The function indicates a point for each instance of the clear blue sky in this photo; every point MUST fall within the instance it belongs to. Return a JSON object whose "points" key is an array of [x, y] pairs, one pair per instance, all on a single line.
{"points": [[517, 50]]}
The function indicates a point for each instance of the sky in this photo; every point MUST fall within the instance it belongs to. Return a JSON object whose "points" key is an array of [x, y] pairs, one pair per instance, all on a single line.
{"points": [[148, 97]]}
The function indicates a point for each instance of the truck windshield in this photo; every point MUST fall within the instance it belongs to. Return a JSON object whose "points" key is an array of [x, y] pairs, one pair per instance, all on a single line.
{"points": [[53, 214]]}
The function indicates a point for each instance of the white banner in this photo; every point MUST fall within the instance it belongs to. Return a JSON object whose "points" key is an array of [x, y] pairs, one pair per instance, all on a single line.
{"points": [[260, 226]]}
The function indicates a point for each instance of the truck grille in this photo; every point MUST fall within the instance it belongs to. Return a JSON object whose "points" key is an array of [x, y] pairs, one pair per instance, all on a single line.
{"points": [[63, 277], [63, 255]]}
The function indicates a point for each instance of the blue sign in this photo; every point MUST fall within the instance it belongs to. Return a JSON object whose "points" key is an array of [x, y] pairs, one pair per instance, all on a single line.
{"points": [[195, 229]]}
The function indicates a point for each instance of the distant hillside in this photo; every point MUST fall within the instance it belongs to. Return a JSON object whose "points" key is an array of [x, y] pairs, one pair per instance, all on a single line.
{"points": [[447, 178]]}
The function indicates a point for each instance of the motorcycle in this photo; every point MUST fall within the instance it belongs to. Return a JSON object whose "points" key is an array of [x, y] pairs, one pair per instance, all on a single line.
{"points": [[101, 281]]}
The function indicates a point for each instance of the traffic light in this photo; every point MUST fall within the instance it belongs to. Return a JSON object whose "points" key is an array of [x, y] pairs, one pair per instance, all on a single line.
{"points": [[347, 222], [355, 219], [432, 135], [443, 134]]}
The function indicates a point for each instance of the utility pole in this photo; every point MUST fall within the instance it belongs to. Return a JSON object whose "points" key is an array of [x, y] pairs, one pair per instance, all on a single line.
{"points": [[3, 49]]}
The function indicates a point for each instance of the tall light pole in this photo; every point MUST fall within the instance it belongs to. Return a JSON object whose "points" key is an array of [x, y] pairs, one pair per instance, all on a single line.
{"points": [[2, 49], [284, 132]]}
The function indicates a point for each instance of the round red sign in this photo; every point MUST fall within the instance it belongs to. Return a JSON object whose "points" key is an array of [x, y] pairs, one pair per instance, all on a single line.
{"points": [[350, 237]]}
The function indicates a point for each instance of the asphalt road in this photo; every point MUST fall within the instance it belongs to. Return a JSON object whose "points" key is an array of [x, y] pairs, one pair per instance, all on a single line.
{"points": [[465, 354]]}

__EXERCISE PROMPT__
Give the listing again in its entirety, exactly as written.

__TASK RESULT__
The function indicates a point for each instance of the clear blue sky in this photo; every point MUST fall within the instance it belongs to. Return a JSON object whose "points" key is an array of [x, y] pairs, one pair per instance, all on a single line.
{"points": [[517, 50]]}
The function indicates a point for each instance of the sky in this photo; every point MUST fall within the instance it belongs to. Return a JSON object whose "points" key is an array of [x, y] pairs, one pair per instance, all on a single line.
{"points": [[148, 97]]}
The function indicates a point for each instance of the truck windshield in this photo; every point MUST fall within the instance it belongs to. Return a JSON object whose "points" key is an array of [x, y] pairs, one pair per instance, all on a single line.
{"points": [[53, 214]]}
The function indicates a point for each instance of the white banner in this photo; every point MUST fall within the instance it belongs to. Return a JSON object whose "points" key is an array of [x, y] pairs, one pair per instance, all on a single line.
{"points": [[260, 226]]}
The function indicates a point for each instance of the truck grille in this photo; every point MUST fall within the instance it belongs to. Return a JSON object whose "points" key is an array of [x, y] pairs, one pair per instance, all on a single line.
{"points": [[63, 277], [63, 255]]}
The function indicates a point for each instance of the blue sign in this photo; every point MUST fall within the instance it belongs to. Return a JSON object whose "points" key is an array of [x, y] pairs, one pair per instance, all on a single line.
{"points": [[195, 229]]}
The function indicates a point for each instance of the distant hillside in this photo; every point MUST fall within the instance it belongs to. Return a JSON object whose "points" key is an array of [x, y] pairs, one pair per instance, all on a single line.
{"points": [[447, 178]]}
The function indicates a point for each instance of the motorcycle in this photo; every point MUST fall within the instance it belongs to. Return a JSON object whose "points" key is an array of [x, y] pairs, one pair per instance, all on a single line.
{"points": [[101, 281]]}
The function indicates a point for each instance of the traffic light in this photo; every point MUST fall within the instance it belongs to. Return a JSON object whose "points" key is an array of [x, y] pairs, one pair per instance, all on a single line.
{"points": [[347, 222], [355, 219], [432, 135], [443, 134]]}
The function indicates a point for each instance of the utility pole in this photo; every point MUST fall within the instance it belongs to. Return a JSON object whose "points" key is an array of [x, y] pairs, one pair per instance, all on a single line.
{"points": [[3, 49]]}
The function indicates a point for each instance of the tall light pole in this photo; every point MUST fall within the instance it belongs to. Return a JSON object whose "points" key is an array of [x, y] pairs, one pair per instance, all on a single line.
{"points": [[2, 49], [284, 132]]}
The function indicates a point for each instance of the round red sign in this photo; every point MUST fall within the instance it belongs to. Return a JSON object whose "points" key is an array of [x, y] pairs, one pair per instance, all on a single line.
{"points": [[350, 237]]}
The function indicates a point for each instance of the asphalt road in this photo; every point MUST fall within the instance it belongs to. Return a JSON object whose "points" key is an array of [x, y] pairs, one pair per instance, all on a single line.
{"points": [[465, 354]]}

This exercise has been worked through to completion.